Exercise A —
Print the piece on run-on sentences word for word, in full.

So when the most adequate descriptor for most of the food in your fridge is “congealed,” then maybe it’s time for new groceries.  My food has been around too long.

You know what else is around too long?  Run-on sentences!  As an MC Hammer impersonator with a weird speech impediment once said: “Stop. Grammar time.”

There’s a popular misconception that a run-on sentence is just a really long sentence.  That’s simply not true.  A really long sentence that is properly punctuated is perfectly acceptable.  Here is an example of a very long–but grammatically correct–sentence from Virginia Woolf’s Mrs. Dalloway:

“It was not to them (not to Hugh, or Richard, or even to devoted Miss Brush) the liberator of the pent egotism, which is a strong martial woman, well nourished, well descended, of direct impulses, downright feelings, and little introspective power (broad and simple–why could not every one be broad and simple? she asked) feels rise within her, once youth is past, and must eject upon some object–it may be Emigration, it may be Emancipation; but whatever it be, this object round which the essence of her soul is daily secreted, becomes inevitably prismatic, lustrous, half looking glass, half precious stone; now carefully hidden in case people should sneer at it; now proudly displayed.”

I’m not going to opine on the benefits or pit-falls of long sentences such as that.  But it’s important to note that the length of a sentence does not denote whether a sentence is a run-on or not.

Run-on sentences consist of two or more  complete sentences that have been fused together without the proper punctuation, and because of this, need to be either properly punctuated or turned into two (or more) sentences.  Here are some examples of run-on sentences:

He was a doctor he was also a father.

Excerpted records —
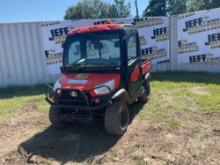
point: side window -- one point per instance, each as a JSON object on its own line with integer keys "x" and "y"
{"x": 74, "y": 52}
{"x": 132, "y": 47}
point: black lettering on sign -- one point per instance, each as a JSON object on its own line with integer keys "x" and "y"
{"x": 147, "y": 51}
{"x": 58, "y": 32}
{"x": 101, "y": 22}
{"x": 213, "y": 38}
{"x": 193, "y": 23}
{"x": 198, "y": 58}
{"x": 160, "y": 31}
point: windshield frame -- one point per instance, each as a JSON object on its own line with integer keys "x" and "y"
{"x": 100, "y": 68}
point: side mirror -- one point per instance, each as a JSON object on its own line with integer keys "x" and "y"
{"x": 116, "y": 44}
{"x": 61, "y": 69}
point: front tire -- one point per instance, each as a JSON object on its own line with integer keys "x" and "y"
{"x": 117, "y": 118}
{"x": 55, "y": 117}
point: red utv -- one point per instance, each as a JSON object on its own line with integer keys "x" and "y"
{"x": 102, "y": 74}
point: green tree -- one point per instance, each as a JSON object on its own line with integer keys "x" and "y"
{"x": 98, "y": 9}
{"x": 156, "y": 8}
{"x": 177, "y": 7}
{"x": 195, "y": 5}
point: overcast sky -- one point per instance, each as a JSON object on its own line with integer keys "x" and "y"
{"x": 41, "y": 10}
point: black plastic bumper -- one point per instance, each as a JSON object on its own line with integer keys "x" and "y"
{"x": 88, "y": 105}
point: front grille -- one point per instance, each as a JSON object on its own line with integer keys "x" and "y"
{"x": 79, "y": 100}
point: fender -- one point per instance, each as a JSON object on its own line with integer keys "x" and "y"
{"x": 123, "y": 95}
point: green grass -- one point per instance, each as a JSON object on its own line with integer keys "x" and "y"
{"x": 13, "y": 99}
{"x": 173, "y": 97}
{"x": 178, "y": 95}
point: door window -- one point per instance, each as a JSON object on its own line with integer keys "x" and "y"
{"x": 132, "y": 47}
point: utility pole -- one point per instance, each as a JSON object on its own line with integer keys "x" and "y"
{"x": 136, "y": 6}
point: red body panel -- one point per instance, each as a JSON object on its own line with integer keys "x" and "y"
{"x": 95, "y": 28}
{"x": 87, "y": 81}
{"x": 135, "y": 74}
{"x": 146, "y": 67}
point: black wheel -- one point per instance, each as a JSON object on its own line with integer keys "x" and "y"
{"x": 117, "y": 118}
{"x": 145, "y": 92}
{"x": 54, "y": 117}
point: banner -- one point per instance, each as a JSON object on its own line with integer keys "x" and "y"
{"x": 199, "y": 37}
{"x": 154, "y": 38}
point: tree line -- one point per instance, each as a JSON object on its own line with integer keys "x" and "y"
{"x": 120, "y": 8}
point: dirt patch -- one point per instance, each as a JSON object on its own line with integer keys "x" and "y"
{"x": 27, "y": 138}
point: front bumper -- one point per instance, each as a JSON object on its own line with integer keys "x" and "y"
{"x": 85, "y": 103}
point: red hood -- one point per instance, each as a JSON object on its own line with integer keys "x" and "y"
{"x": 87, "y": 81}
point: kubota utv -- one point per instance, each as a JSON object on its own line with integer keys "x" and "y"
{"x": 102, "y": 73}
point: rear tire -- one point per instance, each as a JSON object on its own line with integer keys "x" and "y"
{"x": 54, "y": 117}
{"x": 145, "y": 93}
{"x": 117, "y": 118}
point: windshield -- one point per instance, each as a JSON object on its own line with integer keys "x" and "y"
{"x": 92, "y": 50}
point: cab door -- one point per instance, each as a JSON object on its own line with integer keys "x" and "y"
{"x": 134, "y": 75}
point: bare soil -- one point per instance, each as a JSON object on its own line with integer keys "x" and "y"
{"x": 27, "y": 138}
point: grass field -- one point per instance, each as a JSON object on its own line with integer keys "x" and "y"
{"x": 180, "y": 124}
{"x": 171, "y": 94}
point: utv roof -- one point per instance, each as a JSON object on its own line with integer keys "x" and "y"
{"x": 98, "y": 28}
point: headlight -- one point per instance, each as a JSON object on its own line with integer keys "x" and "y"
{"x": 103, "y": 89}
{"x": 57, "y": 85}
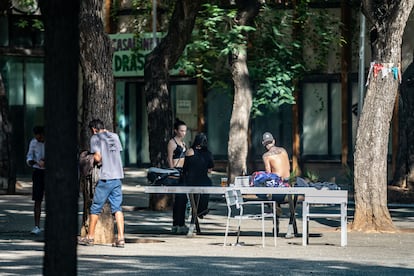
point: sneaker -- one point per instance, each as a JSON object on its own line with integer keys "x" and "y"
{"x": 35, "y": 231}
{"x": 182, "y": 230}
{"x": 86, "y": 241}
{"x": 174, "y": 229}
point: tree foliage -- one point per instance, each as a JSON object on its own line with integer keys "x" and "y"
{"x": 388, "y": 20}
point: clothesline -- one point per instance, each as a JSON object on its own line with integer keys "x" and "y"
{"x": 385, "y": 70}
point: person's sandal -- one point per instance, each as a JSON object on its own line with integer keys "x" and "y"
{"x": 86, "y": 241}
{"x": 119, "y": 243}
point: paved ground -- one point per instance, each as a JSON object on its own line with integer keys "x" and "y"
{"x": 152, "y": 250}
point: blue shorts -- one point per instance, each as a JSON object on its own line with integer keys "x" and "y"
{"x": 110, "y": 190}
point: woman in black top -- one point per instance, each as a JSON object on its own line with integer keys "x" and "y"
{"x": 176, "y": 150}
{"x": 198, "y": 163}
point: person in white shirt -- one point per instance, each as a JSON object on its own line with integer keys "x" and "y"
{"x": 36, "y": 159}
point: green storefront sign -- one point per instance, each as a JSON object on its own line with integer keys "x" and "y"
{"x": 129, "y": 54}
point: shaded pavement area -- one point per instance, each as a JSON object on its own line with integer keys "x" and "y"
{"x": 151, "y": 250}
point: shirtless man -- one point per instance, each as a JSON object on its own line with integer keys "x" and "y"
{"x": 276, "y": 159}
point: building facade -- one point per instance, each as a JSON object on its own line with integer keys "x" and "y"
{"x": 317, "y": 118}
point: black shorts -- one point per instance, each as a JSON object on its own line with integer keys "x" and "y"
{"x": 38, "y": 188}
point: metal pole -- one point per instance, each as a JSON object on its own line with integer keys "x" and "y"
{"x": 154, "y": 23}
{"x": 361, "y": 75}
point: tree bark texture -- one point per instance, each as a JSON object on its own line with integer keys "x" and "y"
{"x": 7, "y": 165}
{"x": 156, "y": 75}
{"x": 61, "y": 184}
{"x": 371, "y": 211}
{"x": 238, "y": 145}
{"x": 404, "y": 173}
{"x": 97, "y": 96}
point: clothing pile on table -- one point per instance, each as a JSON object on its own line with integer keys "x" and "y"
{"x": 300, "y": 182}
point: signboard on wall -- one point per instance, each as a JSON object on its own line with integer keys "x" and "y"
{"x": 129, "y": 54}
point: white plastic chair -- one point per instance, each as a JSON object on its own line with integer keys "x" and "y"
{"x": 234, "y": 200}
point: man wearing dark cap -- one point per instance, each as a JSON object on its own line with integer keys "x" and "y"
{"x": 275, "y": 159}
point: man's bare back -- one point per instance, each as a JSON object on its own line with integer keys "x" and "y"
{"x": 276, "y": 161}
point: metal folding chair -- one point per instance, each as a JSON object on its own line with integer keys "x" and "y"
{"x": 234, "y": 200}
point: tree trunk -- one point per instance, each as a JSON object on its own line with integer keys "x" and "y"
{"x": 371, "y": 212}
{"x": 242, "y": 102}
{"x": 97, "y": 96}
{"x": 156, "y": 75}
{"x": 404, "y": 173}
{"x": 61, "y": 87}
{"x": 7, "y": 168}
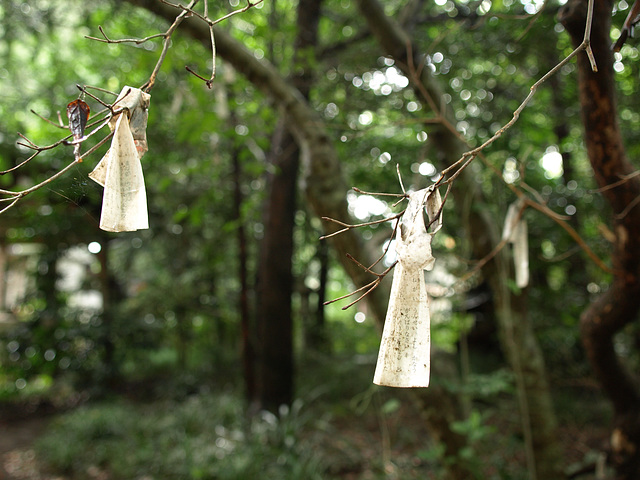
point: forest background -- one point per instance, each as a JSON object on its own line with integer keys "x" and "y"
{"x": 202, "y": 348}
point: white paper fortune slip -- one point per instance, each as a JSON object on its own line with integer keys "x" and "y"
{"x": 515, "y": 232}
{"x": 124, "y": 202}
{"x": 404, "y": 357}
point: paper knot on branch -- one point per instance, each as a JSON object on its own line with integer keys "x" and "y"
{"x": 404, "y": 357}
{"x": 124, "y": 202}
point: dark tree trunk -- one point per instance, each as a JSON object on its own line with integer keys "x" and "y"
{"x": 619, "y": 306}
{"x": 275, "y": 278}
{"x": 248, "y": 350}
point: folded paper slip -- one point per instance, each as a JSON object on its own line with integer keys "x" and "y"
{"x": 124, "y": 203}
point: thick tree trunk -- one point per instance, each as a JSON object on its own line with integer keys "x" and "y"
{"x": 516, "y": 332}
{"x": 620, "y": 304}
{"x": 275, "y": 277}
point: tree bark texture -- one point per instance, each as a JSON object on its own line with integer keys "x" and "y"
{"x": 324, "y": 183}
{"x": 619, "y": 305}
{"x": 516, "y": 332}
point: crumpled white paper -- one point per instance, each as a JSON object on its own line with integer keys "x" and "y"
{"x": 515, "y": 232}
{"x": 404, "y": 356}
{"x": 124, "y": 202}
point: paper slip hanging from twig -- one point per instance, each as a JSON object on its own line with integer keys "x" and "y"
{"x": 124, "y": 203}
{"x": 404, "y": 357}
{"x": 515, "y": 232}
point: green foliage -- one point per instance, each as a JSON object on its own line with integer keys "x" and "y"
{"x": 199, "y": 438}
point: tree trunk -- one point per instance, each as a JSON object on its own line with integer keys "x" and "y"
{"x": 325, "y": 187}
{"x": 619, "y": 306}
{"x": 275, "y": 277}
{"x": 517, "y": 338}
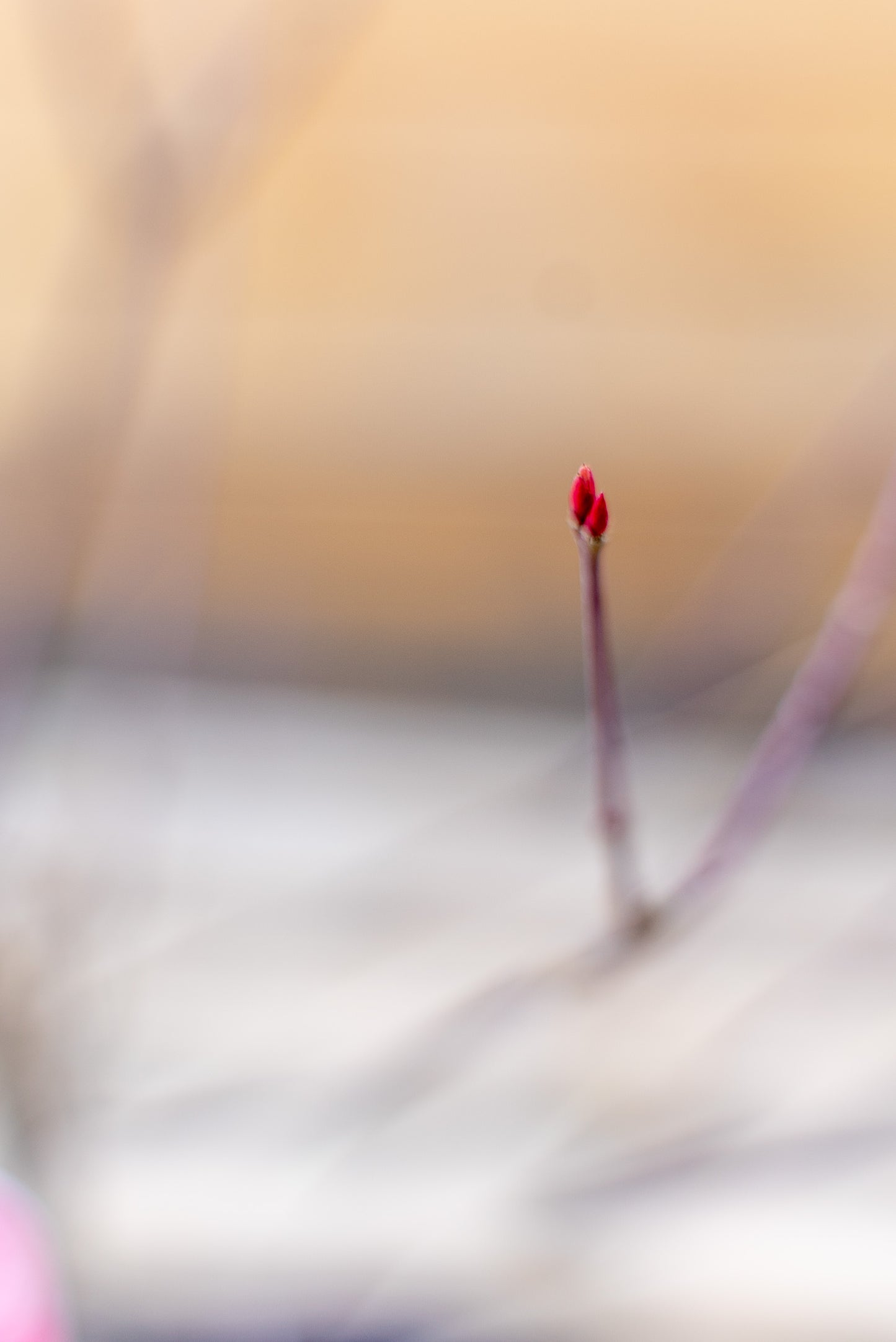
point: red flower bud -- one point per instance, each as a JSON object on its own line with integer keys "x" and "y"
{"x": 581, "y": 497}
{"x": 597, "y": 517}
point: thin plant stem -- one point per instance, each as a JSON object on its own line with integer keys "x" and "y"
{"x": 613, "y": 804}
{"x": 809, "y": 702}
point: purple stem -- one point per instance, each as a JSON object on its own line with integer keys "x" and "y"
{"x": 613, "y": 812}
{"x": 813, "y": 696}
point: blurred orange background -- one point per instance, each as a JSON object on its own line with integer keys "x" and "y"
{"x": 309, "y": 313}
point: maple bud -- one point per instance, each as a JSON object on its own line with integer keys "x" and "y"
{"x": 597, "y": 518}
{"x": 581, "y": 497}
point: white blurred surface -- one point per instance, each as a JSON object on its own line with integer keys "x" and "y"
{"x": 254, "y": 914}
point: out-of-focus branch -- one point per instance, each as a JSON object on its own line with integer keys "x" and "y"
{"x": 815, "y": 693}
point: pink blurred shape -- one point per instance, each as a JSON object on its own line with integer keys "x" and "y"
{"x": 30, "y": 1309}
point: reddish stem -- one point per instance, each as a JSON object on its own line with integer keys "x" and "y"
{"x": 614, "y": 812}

Exercise B —
Locate each line of the listing that contains the word "dark" and copy those lines out.

Task answer A —
So when the most adequate descriptor for most of the food in your fridge is “congealed,” then maybe it’s time for new groceries.  My food has been around too long.

You know what else is around too long?  Run-on sentences!  As an MC Hammer impersonator with a weird speech impediment once said: “Stop. Grammar time.”

There’s a popular misconception that a run-on sentence is just a really long sentence.  That’s simply not true.  A really long sentence that is properly punctuated is perfectly acceptable.  Here is an example of a very long–but grammatically correct–sentence from Virginia Woolf’s Mrs. Dalloway:

“It was not to them (not to Hugh, or Richard, or even to devoted Miss Brush) the liberator of the pent egotism, which is a strong martial woman, well nourished, well descended, of direct impulses, downright feelings, and little introspective power (broad and simple–why could not every one be broad and simple? she asked) feels rise within her, once youth is past, and must eject upon some object–it may be Emigration, it may be Emancipation; but whatever it be, this object round which the essence of her soul is daily secreted, becomes inevitably prismatic, lustrous, half looking glass, half precious stone; now carefully hidden in case people should sneer at it; now proudly displayed.”

I’m not going to opine on the benefits or pit-falls of long sentences such as that.  But it’s important to note that the length of a sentence does not denote whether a sentence is a run-on or not.

Run-on sentences consist of two or more  complete sentences that have been fused together without the proper punctuation, and because of this, need to be either properly punctuated or turned into two (or more) sentences.  Here are some examples of run-on sentences:

He was a doctor he was also a father.

Task answer B —
point: man wearing dark cap -- one point per instance, each as a JSON object on its own line with integer keys "x" and "y"
point: dark tree trunk -- one point per instance, each as a JSON object on its own line with integer keys "x" and "y"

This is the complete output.